TEXT TO READ:
On another note, we replaced the phototransistor by a power metre, and we observed only a 10% oscillation in the power between the two pulses at the temporal overlap, indicating a minor contribution of the current amplitude oscillation (Fig. 2b) potentially originated from the optical interference. Please note the two beams aren’t collinearly propagating, and they incident on the sample with small angles (<5°) (Fig. 2a), which minimises the optical interference effect. Moreover, the measurements were conducted at low power in the linear regime, where power is directly proportional to intensity. Hence, we can estimate that 10% of the current modulation (shown in Fig. 2b) may come from the optical interface and the IP change. Although, the contrast of the petahertz switching would remain in the range of 1 to 25 nA.
Furthermore, we measured the IE cross-correlation using a chirped input pulse in one beam and the 6.5 fs pulse in the other beam and the results are shown in Supplementary Fig. 4 indicating that the IE is field sensitive. In addition, IE is polarisation dependent since the signal drops when the input linear polarised beam is converted to circular polarised light (See Supplementary Fig. 5).
Hence, we attributed this measured current oscillation to the drifting and tunnelling of the excited carriers within the conduction band (intraband current) of graphene following the driver laser field27,34,53,58,59. To confirm our observations, we performed quantum mechanical calculations to simulate our experiment's current measurements. In our calculation, we first assumed that the measured cross-correlation current (Fig. 2b) reflects the cross-correlation of the laser fields. Hence, we decomposed the waveform of the driver pulse (plotted in the red line in Fig. 2) from the cross-correlation profile in Fig. 2a. Notably, the temporal profile of the deconvoluted waveform and the measured temporal profile of the pump pulse (Supplementary Fig. 6) are in a good agreement, validating our assumption. We utilised this waveform in our quantum simulation model after considering the tunnelling effect by adding a complex absorbing potential (CAP), as explained in Methods. Then, we calculated the generated net current after the action of the two pulses as a function of the time delay (Supplementary Fig. 7a) and plotted it (dashed black line in Fig. 2b) in contrast with the measured current. These two currents are in good agreement and follow the pump pulse waveform. Noteworthy, removing effects responsible for optical interference from our simulations (see Supplementary Fig. 7b and the discussion in section Methods), the generated current remains the same as Supplementary Fig. 7a. However, ignoring the tunnelling effect either by preventing the electrons to accelerate by the field (Supplementary Fig. 7c) or removing Gr–Si junction completely (Supplementary Fig. 7d), we observed that the calculated cross-correlation net current becomes zero due to the averaging out of the IE current, which confirms the pivotal role of the tunnelling in our IE measurements and explains why the previous studies were not able to access or measure this field-driven current53,54.

STATED GOAL A: Translate this sentence from the graphene passage into Spanish: "Moreover, the measurements were conducted at low power in the linear regime, where power is directly proportional to intensity."
STATED GOAL B: According to the graphene passage, what was added to the quantum simulation model to account for the tunnelling effect?
STATED GOAL C:
For each statement, say whether it agrees with the graphene passage, and quote the words that decide it.
(i) The two beams propagate collinearly.
(ii) The signal drops when the linearly polarized input beam is converted to circularly polarized light.
(iii) Removing the Gr–Si junction from the simulation leaves the calculated net current unchanged.
The lines after the graphene passage are not needed for this work.

INFORMATION SHOWN:
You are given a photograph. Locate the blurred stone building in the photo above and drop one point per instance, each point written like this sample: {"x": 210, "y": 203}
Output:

EXERCISE RESPONSE A: Además, las mediciones se realizaron a baja potencia en el régimen lineal, donde la potencia es directamente proporcional a la intensidad.

EXERCISE RESPONSE B: A complex absorbing potential (CAP).

EXERCISE RESPONSE C:
(i) No: "the two beams aren’t collinearly propagating"
(ii) Yes: "the signal drops when the input linear polarised beam is converted to circular polarised light"
(iii) No: "the calculated cross-correlation net current becomes zero"